Exercise materials:
□ □ □
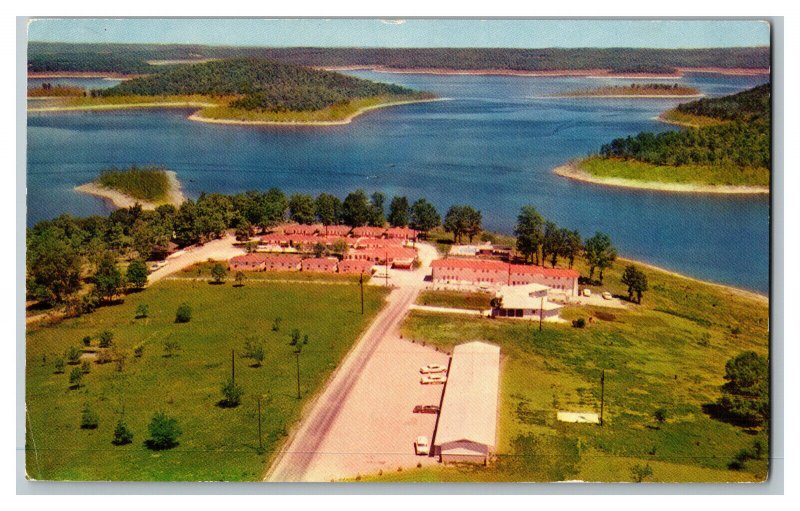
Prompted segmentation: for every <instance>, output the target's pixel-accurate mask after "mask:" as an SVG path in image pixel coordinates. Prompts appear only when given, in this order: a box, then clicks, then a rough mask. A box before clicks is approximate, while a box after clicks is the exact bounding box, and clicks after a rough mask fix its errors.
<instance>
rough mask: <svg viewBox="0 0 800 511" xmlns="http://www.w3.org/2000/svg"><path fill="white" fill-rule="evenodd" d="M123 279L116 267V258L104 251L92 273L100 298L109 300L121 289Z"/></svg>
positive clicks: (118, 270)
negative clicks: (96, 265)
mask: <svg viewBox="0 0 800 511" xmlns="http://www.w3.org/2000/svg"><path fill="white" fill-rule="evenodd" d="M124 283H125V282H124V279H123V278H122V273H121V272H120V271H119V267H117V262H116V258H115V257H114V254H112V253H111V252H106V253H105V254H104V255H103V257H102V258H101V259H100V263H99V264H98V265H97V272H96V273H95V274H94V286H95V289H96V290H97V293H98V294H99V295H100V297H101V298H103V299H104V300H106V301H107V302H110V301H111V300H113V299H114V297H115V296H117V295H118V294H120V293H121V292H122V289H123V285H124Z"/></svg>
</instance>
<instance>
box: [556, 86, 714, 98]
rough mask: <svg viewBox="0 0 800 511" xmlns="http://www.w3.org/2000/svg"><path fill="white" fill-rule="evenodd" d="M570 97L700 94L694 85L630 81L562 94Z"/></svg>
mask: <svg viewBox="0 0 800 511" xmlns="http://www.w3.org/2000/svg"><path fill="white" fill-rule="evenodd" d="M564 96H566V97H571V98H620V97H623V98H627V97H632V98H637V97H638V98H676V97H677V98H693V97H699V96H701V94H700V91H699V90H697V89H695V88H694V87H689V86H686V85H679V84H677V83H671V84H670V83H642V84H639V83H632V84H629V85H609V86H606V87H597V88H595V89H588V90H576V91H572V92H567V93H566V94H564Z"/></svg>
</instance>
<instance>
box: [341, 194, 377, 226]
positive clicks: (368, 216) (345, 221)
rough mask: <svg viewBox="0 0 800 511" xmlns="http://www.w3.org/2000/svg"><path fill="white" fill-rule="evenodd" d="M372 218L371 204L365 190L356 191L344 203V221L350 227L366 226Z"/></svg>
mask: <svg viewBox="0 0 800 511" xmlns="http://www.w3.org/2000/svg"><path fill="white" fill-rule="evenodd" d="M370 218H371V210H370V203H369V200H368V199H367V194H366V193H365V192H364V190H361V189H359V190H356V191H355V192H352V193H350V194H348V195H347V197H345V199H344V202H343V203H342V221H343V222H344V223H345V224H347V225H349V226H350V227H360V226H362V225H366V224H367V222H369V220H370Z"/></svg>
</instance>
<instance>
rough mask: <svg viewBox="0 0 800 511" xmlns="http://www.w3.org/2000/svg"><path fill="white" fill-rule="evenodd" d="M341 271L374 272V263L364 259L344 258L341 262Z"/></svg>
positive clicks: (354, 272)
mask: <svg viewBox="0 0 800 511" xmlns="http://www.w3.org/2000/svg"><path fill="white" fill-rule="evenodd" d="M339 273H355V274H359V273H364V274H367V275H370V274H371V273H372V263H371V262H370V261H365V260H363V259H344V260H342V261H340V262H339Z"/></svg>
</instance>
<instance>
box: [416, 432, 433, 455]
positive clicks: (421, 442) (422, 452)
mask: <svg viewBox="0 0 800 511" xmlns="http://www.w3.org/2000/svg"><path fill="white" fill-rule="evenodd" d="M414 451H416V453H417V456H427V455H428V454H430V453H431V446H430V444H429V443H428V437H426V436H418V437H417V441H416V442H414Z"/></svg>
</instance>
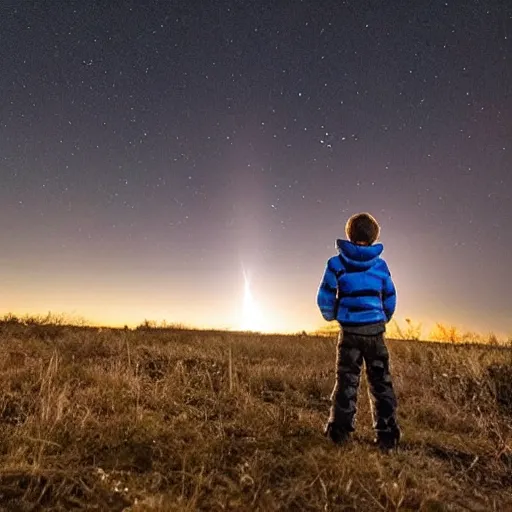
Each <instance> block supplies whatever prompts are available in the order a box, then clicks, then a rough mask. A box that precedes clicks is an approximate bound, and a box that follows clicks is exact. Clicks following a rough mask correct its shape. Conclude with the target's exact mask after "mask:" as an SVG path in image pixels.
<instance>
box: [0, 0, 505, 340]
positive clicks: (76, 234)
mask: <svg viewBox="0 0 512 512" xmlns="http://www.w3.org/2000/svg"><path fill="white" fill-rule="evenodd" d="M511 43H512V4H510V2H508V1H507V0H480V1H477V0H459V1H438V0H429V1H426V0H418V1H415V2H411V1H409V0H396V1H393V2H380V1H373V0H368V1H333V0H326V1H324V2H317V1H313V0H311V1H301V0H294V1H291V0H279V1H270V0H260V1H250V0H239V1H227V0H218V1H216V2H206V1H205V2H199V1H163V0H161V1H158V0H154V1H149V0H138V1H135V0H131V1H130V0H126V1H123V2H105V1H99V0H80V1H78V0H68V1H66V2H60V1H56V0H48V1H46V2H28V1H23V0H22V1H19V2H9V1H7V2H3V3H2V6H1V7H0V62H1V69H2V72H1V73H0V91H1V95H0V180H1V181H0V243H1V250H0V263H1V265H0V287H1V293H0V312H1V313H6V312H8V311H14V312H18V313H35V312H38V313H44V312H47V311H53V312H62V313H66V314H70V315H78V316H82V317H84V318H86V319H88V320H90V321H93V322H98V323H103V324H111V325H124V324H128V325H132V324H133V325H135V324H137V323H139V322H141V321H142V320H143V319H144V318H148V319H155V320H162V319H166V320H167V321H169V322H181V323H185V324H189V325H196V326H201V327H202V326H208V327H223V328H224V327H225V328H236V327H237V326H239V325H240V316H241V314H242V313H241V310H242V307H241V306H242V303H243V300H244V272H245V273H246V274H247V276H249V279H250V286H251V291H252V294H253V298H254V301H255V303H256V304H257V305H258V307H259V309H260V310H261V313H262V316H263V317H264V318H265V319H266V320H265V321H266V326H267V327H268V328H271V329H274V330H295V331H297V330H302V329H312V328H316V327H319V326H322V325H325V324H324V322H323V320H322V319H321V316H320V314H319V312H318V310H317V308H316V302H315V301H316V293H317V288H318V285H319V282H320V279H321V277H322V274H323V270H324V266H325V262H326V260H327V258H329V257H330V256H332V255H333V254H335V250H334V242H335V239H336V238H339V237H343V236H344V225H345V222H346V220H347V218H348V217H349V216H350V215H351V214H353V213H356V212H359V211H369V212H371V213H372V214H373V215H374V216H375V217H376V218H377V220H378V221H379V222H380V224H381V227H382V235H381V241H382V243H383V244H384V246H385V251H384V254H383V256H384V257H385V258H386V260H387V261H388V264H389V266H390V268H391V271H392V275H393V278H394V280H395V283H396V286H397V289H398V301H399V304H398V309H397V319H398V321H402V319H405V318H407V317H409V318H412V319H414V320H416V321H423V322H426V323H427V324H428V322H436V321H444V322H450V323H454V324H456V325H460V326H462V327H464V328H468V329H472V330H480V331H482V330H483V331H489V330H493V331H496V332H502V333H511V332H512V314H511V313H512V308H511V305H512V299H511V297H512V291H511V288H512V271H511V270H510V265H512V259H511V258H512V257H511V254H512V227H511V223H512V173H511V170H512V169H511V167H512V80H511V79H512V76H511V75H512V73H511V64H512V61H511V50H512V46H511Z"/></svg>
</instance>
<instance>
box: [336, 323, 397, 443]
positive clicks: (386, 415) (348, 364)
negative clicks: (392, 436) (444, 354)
□ □ □
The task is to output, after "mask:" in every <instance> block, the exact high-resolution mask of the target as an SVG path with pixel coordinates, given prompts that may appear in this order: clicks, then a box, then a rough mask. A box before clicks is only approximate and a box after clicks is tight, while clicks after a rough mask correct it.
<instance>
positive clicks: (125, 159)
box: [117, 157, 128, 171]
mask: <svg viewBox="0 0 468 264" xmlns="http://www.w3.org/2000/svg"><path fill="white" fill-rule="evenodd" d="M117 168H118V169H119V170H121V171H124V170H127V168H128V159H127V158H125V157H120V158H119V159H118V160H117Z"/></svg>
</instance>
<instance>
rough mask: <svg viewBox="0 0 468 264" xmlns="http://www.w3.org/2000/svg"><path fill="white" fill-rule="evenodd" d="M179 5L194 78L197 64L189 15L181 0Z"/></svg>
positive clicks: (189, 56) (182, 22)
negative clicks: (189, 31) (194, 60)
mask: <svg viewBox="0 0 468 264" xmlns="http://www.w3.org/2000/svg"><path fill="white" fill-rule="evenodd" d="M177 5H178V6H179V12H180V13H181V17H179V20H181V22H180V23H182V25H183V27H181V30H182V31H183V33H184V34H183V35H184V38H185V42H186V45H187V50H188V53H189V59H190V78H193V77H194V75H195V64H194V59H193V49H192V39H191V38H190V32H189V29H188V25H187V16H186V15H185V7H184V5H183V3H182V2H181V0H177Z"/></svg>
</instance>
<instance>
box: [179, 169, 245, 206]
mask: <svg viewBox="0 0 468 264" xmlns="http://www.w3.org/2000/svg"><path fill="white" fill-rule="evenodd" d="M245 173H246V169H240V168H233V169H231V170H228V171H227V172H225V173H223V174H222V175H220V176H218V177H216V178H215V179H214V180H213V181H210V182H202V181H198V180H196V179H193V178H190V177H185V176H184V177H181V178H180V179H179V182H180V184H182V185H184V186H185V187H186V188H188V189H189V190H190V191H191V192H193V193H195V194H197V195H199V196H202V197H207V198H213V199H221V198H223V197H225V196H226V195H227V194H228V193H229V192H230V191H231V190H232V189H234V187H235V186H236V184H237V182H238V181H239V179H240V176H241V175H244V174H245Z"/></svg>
□ □ □
Exercise goal: Rewrite the lines running from the line with "Prompted segmentation: for" to the line with "positive clicks: (118, 270)", replacing "rough mask" with "coarse mask" and leaving everything else unchanged. Give only those lines.

Answer to the exercise:
Prompted segmentation: for every <instance>, output the target's pixel-accurate mask after "mask:" as an SVG path in image pixel coordinates. Prompts appear only when given, in this order: a box, then clicks, then a coarse mask. A box before clicks is approximate, while a box after clicks is the exact bounding box, and clicks after a coarse mask fix its errors.
<instance>
coarse mask: <svg viewBox="0 0 800 511" xmlns="http://www.w3.org/2000/svg"><path fill="white" fill-rule="evenodd" d="M123 279L116 267V258L104 251L92 273L100 298L109 300L121 289Z"/></svg>
positive clicks: (118, 270)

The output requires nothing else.